Stored data entries:

>>>

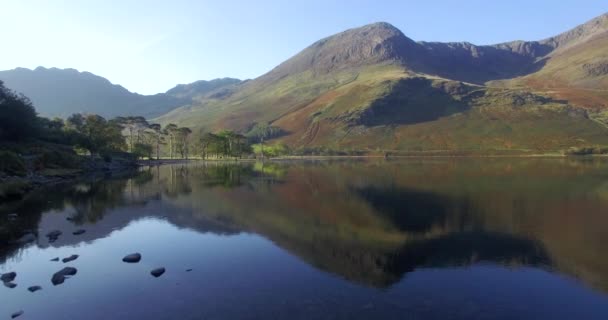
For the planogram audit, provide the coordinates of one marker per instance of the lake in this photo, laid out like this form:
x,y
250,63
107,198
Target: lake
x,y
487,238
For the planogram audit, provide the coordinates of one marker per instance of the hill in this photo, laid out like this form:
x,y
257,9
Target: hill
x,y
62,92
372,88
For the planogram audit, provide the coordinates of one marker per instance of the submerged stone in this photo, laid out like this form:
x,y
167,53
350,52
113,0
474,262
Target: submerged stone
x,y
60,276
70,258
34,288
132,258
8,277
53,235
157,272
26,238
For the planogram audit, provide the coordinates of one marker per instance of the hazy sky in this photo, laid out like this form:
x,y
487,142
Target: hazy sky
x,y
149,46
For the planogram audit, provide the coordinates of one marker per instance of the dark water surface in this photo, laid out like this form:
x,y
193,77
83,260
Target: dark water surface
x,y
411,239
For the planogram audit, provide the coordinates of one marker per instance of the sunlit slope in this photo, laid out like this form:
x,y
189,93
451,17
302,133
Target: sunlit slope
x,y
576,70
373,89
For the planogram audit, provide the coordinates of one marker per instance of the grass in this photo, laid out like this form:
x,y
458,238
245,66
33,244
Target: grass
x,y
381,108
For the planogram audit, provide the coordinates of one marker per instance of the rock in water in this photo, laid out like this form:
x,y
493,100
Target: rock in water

<<<

• _Task description_: Return an exact copy of the data above, apart from any pictures.

• _Written response_:
For the planogram audit, provide the coordinates of one marker per instance of the lake in this photo, laid out like this form:
x,y
250,63
107,198
Target: lake
x,y
487,238
For the planogram audit, provide the coordinates of one marker per instance of the hill in this photo, laid out like this form:
x,y
257,9
Target: hill
x,y
62,92
372,88
For the planogram audit, provide the coordinates of one marker per instance of the submerged stone in this photo, laid out like this form:
x,y
167,53
350,52
113,0
474,262
Target: submerged stone
x,y
60,276
70,258
34,288
132,258
8,277
53,235
157,272
26,238
For the planogram audit, provide the coordinates of one marker per instance of the hazy sky in this photo, laid out like this form:
x,y
487,142
Target: hazy sky
x,y
149,46
For the planogram audit, provide the coordinates of one marker per instance of the dark water surface in this photo, laid out like this form:
x,y
193,77
83,260
Target: dark water surface
x,y
411,239
For the planogram audit, provide the coordinates of one marker per instance of the sunlit slope in this photo, laid out like this form:
x,y
189,93
451,17
302,133
Target: sunlit slope
x,y
576,70
373,89
For the planogram audit, provide the coordinates of one marker per instance of the grass in this photo, laid out like this form:
x,y
458,238
245,66
33,244
Target: grass
x,y
381,108
For the planogram audit, provide the coordinates of one marker per instance of the rock in water in this photo, laid out like this form:
x,y
493,100
Target: rock in water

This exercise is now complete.